Quote the passage of the essay on aging and exercise that begins with the words "I want to be flexible." and stops after the words "to go without.".

#### Exercise text

────────────────

I’M NOT SURE!
I am not sure I want to watch my salt intake as I get older.
I don’t think I want to watch my calorie intake or make sure I am exercising at least three days a week.
I think I am fine where I am at.
When I was growing up….
When I was growing up, I played sports. Not like they do now—with water breaks and professional trainers. I grew up where you go to the practice field right after school, when most of the weather reporters are logging the hottest part of the day, you are in your practice uniforms doing stretching and calisthenics because the three-hour afternoon practice is going to be a bitch. So, we took salt tablets, because, well, we needed to-we were told. We had one drinking fountain and Coach Johnson, still recovering from the night before, would yell at us for lingering on our one water break.
They didn’t make ‘plastic water bottles’ back then. Growing up, there was a garden hose if you wanted water when you mowed your lawn.
I think if you get to a certain age, you should be able to coast. Like get off my back about cholesterol numbers, heart murmurs, hearing loss, sty’s in your eye. If your urine stream isn’t so ‘robust’ it’s okay. You won’t need it much longer anyway. And who wants a urine stream that involves a recoil?
Now, don’t get me wrong, I think watching your weight and general health is a good thing. I want to be able to get up from the couch and not have to turn sideways to go down a hall, but after a while—after you reach a certain point, it’s like you crossed the finish line but are still required to do laps, at least according to the twenty-eight-year-old TV trainer named Crash.
I don’t want to do laps….
I don’t want to do laps. I don’t want to eat kale. Ever. I will never be one of those actors that pop up on my computer-‘click below to see so-n-so at ninety-four still schlepping it in their tank top and swimsuit!’ Do you know how many kale salads that person had to eat and sacrifice to do that? And frankly, no one wants to see you at ninety-four in a tank top and swimsuit. Sure, you might not look ninety-four, but you definitely look eighty-seven!
I want to be flexible. I want to be able and put shoes on AND see my feet. I want to walk with almost no end. My knees are done so I can’t run anymore but I can bike ride. As long as I don’t try to leap the canal-again. I can do that at this age because I ate the salt tablets and didn’t drink water on demand. Costco hotdogs are a main food source along with Costco food sample stations. I trained my body to go without.

────────────────

#### Excerpted records
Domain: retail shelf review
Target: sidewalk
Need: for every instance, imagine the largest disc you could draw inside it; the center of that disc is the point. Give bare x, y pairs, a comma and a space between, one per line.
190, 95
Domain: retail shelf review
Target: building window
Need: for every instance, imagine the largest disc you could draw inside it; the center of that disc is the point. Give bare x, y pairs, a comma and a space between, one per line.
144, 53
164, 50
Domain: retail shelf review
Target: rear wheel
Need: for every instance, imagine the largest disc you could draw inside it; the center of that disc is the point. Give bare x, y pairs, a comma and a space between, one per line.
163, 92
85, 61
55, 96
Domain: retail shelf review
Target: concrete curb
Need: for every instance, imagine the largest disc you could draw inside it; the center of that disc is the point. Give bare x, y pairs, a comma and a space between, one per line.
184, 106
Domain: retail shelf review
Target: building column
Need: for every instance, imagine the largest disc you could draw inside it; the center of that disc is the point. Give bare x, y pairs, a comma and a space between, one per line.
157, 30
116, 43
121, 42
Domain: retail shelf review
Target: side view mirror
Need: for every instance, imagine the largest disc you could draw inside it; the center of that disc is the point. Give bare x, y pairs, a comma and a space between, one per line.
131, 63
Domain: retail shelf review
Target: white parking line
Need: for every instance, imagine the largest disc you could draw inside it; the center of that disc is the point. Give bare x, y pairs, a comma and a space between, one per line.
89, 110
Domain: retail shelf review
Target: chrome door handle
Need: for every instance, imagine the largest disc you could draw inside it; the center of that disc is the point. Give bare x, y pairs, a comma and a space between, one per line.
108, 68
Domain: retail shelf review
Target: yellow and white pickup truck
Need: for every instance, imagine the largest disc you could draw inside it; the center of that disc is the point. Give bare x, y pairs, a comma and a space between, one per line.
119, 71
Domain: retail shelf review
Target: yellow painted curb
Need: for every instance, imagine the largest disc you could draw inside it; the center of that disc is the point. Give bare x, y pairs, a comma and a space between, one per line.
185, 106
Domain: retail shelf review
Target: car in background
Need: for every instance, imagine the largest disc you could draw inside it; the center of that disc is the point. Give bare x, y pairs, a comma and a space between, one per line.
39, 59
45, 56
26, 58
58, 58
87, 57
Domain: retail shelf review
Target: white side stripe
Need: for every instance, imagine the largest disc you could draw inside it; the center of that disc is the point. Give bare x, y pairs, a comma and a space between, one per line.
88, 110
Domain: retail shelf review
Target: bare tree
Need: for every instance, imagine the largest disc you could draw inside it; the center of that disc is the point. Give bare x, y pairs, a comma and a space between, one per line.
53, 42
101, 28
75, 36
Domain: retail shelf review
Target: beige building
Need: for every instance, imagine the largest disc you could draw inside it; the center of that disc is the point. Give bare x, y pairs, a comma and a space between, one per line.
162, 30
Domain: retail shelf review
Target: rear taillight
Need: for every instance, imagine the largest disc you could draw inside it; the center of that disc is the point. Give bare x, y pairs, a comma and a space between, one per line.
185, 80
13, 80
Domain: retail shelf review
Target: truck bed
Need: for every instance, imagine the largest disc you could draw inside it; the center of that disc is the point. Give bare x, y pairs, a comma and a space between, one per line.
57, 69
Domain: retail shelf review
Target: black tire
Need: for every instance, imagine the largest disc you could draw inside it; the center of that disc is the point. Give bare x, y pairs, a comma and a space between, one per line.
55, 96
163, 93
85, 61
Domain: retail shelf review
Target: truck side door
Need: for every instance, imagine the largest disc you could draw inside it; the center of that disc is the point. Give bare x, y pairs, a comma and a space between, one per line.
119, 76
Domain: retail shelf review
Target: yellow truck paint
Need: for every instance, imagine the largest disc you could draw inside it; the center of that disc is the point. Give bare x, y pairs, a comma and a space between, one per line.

────────────────

#### Answer to the problem
I want to be flexible. I want to be able and put shoes on AND see my feet. I want to walk with almost no end. My knees are done so I can’t run anymore but I can bike ride. As long as I don’t try to leap the canal-again. I can do that at this age because I ate the salt tablets and didn’t drink water on demand. Costco hotdogs are a main food source along with Costco food sample stations. I trained my body to go without.